#### Task directions
Output the span of lines from the one that contains "of the tall" through the end of the records, inclusive, exactly as written and free of pictures.

.....

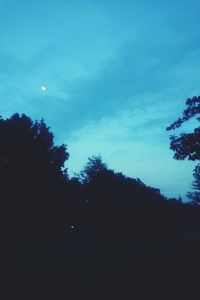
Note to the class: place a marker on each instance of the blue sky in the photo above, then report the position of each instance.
(116, 74)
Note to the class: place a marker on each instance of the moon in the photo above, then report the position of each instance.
(43, 88)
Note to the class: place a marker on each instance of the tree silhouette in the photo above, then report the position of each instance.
(121, 207)
(32, 178)
(187, 145)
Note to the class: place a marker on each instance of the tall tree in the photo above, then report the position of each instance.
(32, 178)
(187, 145)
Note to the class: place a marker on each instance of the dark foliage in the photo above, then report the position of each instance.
(187, 145)
(122, 208)
(32, 179)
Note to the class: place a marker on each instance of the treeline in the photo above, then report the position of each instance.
(39, 200)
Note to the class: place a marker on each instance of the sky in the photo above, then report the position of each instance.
(107, 76)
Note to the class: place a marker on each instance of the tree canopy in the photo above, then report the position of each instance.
(187, 145)
(32, 177)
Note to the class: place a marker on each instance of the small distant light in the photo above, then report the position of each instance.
(43, 88)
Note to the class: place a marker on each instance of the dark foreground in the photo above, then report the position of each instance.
(169, 269)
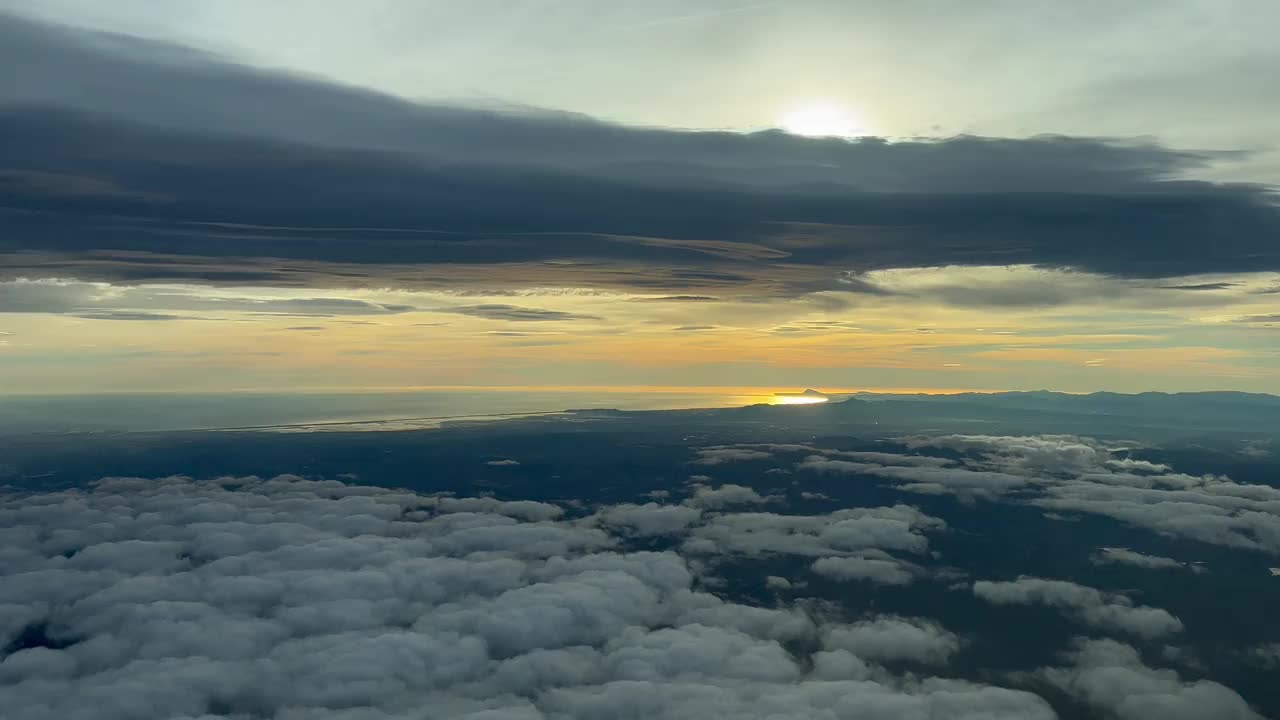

.....

#### Result
Note to the class: place a marker on each instance of the tall tree in the photo above, then report the position of each instance.
(32, 178)
(187, 145)
Note to the class: place a marker on each instance of the dark foliage in the photo above, then report the position of each instance.
(187, 145)
(122, 208)
(32, 179)
Note to the class: place a marker on each instance of the treeline in the photo above, then report the position of each instance.
(39, 200)
Note to the class: place a marker on each instance of the sky in the photo above, then report the position of each instance.
(107, 76)
Note to the class: place a marker on each instance of the tree canopy in the photo above, then report the position of each instance.
(187, 145)
(32, 177)
Note to the class: place a marker on each instance of the small distant light in the photo above, then report the position of each instance.
(43, 88)
Note to the class: place a marker on each instance of the dark foreground in the photo above, then report the position of each instance.
(169, 269)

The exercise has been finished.